— START OF WORKING DATA —
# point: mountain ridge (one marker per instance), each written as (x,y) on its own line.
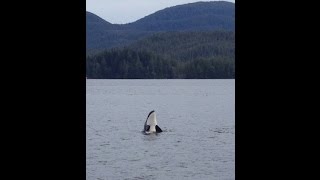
(198,16)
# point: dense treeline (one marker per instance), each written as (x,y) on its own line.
(130,64)
(168,55)
(199,16)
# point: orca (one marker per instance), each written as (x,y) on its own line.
(151,125)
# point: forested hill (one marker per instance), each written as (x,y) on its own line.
(216,15)
(168,55)
(199,16)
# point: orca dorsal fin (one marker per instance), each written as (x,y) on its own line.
(158,129)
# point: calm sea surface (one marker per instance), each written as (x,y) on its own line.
(197,117)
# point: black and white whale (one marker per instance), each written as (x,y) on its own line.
(151,125)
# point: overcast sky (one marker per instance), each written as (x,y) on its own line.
(125,11)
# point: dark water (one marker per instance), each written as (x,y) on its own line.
(197,117)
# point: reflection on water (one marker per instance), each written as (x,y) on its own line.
(196,116)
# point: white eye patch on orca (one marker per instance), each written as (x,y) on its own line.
(151,125)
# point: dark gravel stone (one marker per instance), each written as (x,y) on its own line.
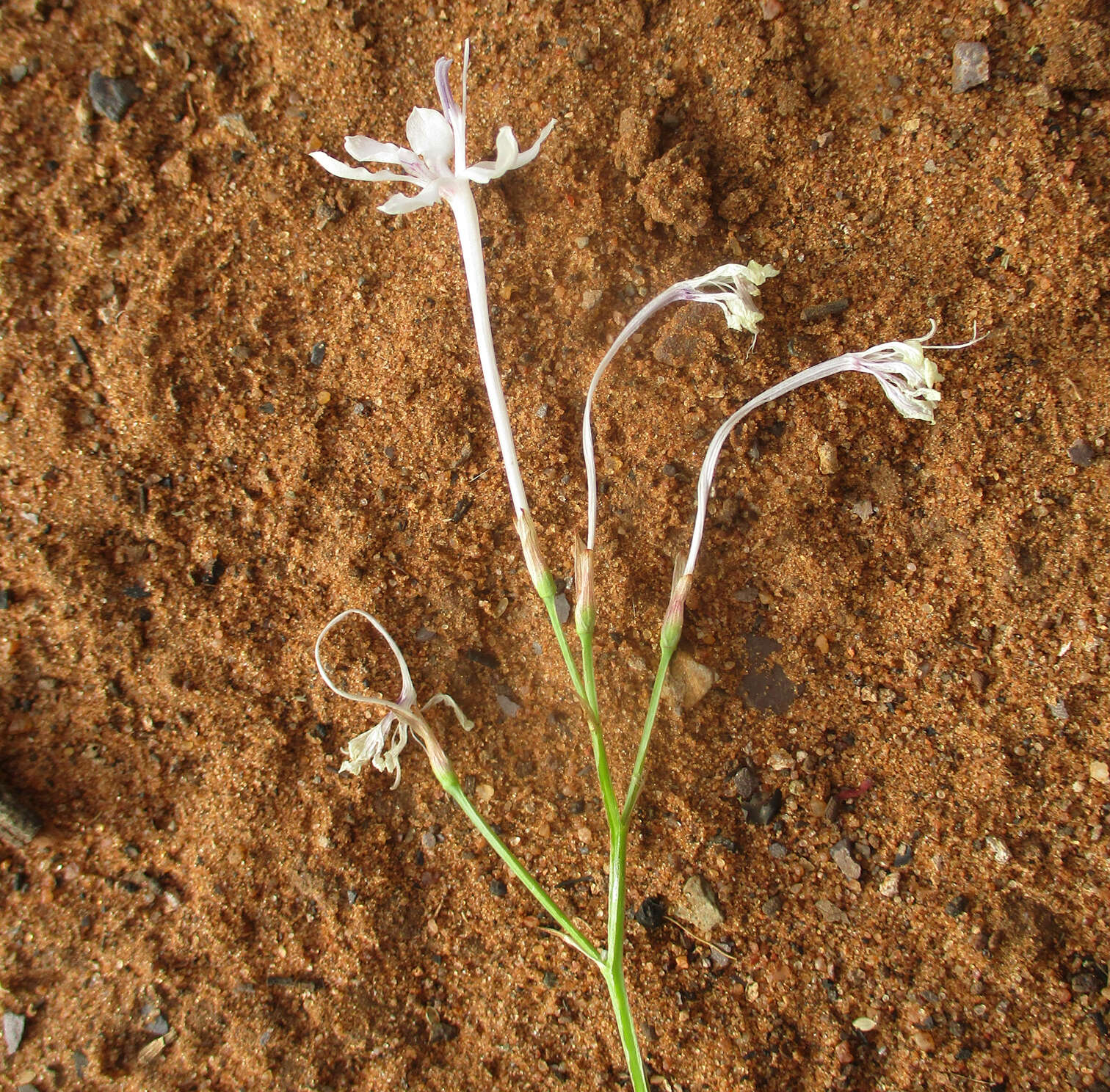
— END OF WORKING DATA —
* **WHAT YOU ARE ASKED TO DO**
Reproduce every line above verbatim, omitting the pictures.

* **COMPLETE OUTPUT**
# point: mountain ridge (one marker per instance), each written as (x,y) on its own line.
(198,16)
# point: dense treeline (one marker per instance), each written as (x,y) on its own line.
(130,64)
(168,55)
(199,16)
# point: orca (one marker per instance), each written as (x,y) on its own line.
(151,125)
# point: forested hill (one marker per instance), each written as (x,y) on its own line.
(216,15)
(168,55)
(199,16)
# point: orca dorsal fin (one marker per instance), each written as (x,y) on its own line.
(158,129)
# point: calm sea surface (one marker per instance), each written as (x,y) on its own line.
(197,117)
# point: black and white whale (one marker per instance), each written as (x,y) on its own line.
(151,125)
# point: overcast sky (one marker per instance), each written as (x,y) on its own line.
(125,11)
# point: dark water (one marker per instance), each written as (x,y) on its own line.
(197,117)
# point: reflection on water (one marker per instance), each written as (x,y) on its own line.
(196,116)
# point: white eye patch on orca (one marker per instance), each written as (x,y) on its own line.
(151,125)
# point: dark gravel stone (one marker per instance), each written as (x,y) on its own line.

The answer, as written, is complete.